Given task ▸ Convert every row below into a JSON list of strings, one string per line, skipping blank lines and leaving the pictures out.

Rows contained in a dataset:
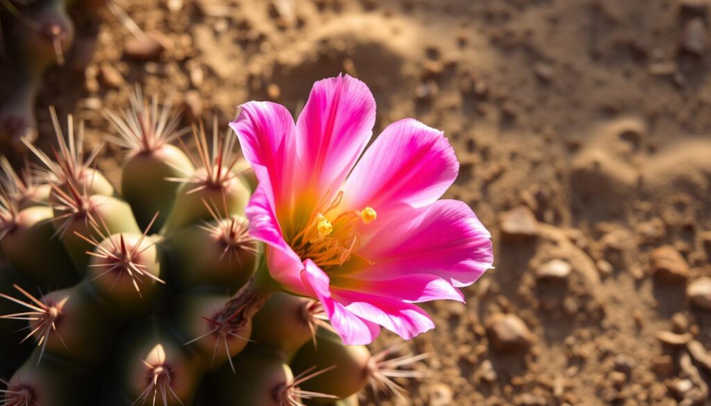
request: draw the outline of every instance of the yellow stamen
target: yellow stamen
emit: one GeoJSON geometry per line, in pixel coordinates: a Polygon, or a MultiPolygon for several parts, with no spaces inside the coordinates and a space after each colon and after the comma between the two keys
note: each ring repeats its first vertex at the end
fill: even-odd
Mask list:
{"type": "Polygon", "coordinates": [[[319,236],[321,237],[326,237],[333,232],[333,225],[323,215],[321,215],[321,218],[319,219],[319,224],[316,225],[316,228],[319,230],[319,236]]]}
{"type": "Polygon", "coordinates": [[[372,207],[366,207],[360,211],[360,220],[365,224],[373,223],[378,218],[378,213],[372,207]]]}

Task result ▸
[
  "request: draw the outline of every instance of the yellow stamen",
  "target: yellow stamen",
  "emit: one GeoJSON geometry per line, in pixel coordinates: a Polygon, or a MultiPolygon for several parts, with no spaces inside the coordinates and a space after each colon and after the comma between the two keys",
  "note: each ring repeats its first vertex at the end",
  "fill: even-odd",
  "Mask list:",
  "{\"type\": \"Polygon\", \"coordinates\": [[[319,236],[321,237],[326,237],[333,232],[333,225],[323,215],[321,215],[321,218],[319,219],[319,224],[316,225],[316,228],[319,230],[319,236]]]}",
  "{\"type\": \"Polygon\", \"coordinates\": [[[372,207],[366,207],[360,211],[360,220],[365,224],[373,223],[378,218],[378,213],[372,207]]]}"
]